## TASK TO CARRY OUT
Count the lines in the rows below that contain the string "phrase", treating uppercase and lowercase as different, and reply with the number alone.

[Position annotation records]
┄┄┄┄┄┄
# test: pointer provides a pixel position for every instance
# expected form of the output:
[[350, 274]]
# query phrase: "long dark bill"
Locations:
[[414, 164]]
┄┄┄┄┄┄
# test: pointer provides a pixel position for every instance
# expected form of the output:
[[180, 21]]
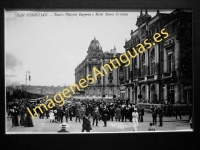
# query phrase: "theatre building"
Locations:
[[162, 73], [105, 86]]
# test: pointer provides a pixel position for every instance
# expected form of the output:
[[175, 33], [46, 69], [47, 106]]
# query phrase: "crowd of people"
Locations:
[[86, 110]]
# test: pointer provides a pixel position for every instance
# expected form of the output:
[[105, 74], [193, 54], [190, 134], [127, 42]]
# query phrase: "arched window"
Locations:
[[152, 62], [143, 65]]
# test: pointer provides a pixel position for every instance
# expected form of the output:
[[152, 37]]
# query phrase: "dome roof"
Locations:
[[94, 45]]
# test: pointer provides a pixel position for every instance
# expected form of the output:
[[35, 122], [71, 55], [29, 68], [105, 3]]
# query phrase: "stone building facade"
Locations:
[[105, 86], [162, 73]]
┄┄┄┄┄┄
## RESPONSE TO THIS TASK
6